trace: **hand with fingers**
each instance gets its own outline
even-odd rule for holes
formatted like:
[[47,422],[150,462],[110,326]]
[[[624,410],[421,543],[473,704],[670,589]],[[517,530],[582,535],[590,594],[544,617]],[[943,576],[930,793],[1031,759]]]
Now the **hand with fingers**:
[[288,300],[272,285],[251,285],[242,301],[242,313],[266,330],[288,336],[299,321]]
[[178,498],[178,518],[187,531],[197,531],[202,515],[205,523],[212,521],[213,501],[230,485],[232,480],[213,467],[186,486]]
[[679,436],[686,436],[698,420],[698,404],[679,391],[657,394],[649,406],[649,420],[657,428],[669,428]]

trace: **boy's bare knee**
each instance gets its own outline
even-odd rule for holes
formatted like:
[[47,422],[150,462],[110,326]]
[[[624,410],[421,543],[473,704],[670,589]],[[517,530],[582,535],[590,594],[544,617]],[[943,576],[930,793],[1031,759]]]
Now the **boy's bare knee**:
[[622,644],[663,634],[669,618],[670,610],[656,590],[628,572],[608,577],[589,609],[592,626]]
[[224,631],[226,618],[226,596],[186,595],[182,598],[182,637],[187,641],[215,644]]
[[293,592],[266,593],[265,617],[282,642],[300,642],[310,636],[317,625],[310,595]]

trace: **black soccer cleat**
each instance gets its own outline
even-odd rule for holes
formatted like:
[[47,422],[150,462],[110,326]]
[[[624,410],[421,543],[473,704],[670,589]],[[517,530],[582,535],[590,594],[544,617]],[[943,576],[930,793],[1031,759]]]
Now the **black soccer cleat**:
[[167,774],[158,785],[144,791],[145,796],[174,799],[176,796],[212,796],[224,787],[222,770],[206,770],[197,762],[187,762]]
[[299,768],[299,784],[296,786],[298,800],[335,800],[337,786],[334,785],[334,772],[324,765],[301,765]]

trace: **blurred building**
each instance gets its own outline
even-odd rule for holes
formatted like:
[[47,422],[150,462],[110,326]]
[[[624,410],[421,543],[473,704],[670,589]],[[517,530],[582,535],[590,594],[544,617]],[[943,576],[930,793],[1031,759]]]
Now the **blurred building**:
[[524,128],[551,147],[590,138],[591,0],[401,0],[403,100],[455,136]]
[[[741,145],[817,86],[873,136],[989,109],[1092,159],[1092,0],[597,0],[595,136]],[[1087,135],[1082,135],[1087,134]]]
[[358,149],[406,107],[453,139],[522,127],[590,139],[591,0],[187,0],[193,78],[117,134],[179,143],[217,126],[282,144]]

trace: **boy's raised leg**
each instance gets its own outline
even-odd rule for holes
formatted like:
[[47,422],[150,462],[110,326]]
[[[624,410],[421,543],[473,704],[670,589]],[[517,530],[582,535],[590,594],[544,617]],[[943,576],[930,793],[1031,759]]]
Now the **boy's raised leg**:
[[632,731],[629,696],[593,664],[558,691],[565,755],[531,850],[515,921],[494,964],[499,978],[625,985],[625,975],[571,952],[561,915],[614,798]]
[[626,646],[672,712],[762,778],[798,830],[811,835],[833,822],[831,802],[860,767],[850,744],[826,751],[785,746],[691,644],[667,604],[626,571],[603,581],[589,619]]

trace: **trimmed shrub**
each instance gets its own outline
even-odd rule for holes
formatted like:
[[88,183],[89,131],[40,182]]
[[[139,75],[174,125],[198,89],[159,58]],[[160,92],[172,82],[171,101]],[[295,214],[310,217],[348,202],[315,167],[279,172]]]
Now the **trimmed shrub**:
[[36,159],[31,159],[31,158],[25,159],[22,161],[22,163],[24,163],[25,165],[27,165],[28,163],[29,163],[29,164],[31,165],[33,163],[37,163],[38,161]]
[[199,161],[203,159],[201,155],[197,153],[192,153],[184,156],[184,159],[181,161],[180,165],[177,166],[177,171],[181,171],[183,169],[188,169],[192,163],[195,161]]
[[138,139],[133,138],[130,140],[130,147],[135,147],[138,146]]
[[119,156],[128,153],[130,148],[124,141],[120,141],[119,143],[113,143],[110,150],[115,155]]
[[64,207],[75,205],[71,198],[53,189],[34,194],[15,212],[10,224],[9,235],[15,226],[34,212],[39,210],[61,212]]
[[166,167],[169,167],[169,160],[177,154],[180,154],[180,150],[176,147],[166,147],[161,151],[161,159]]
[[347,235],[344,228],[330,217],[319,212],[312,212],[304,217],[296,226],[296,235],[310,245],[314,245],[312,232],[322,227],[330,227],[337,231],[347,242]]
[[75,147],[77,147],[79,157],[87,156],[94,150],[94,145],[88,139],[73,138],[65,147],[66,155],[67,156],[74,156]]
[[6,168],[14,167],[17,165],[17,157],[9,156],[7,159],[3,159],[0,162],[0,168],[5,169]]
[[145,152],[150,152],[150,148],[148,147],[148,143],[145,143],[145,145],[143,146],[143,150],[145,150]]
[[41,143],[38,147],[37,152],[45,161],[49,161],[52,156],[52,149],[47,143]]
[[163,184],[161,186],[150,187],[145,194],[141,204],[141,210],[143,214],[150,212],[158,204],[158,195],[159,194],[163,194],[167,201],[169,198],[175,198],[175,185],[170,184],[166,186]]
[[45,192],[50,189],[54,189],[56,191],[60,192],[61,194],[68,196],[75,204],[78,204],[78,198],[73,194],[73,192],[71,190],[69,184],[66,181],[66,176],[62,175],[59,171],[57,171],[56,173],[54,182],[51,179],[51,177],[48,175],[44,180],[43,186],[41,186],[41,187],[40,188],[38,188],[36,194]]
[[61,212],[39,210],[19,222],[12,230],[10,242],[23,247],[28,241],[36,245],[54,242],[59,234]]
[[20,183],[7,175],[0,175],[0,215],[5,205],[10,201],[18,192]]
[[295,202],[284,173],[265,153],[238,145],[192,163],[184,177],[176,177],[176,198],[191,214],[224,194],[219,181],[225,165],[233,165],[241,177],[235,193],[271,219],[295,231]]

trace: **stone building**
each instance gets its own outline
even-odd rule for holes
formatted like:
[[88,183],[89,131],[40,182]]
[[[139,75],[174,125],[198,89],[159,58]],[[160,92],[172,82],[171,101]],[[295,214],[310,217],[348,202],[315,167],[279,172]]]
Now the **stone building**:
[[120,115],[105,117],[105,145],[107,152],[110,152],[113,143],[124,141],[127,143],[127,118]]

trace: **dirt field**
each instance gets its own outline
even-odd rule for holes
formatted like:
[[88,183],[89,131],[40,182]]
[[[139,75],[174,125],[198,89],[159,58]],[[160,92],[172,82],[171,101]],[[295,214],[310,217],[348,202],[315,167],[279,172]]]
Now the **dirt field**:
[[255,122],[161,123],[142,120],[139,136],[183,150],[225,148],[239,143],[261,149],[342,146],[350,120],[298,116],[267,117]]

★ ★ ★

Transcribe exactly the line containing "trace: **stone building**" and all remaining lines of the material, ending with the last one.

• [Output]:
trace: **stone building**
each instance gets its own outline
even-odd rule for holes
formatted like:
[[88,183],[89,131],[40,182]]
[[[139,75],[174,125],[198,89],[159,58]],[[160,92],[172,82],[171,101]],[[295,214],[310,217],[348,202],[315,167],[279,172]]]
Now the **stone building**:
[[120,115],[105,117],[105,145],[107,152],[110,152],[113,143],[124,141],[127,143],[127,118]]

trace: **dirt field**
each instance gets its own outline
even-odd rule for holes
formatted like:
[[88,183],[89,131],[40,182]]
[[[139,75],[174,125],[198,89],[159,58]],[[160,92],[172,82],[171,101]],[[295,214],[310,217],[348,202],[315,167],[279,172]]]
Now the **dirt field**:
[[255,122],[161,123],[142,120],[139,136],[183,150],[225,148],[239,143],[261,149],[342,146],[350,120],[298,116],[267,117]]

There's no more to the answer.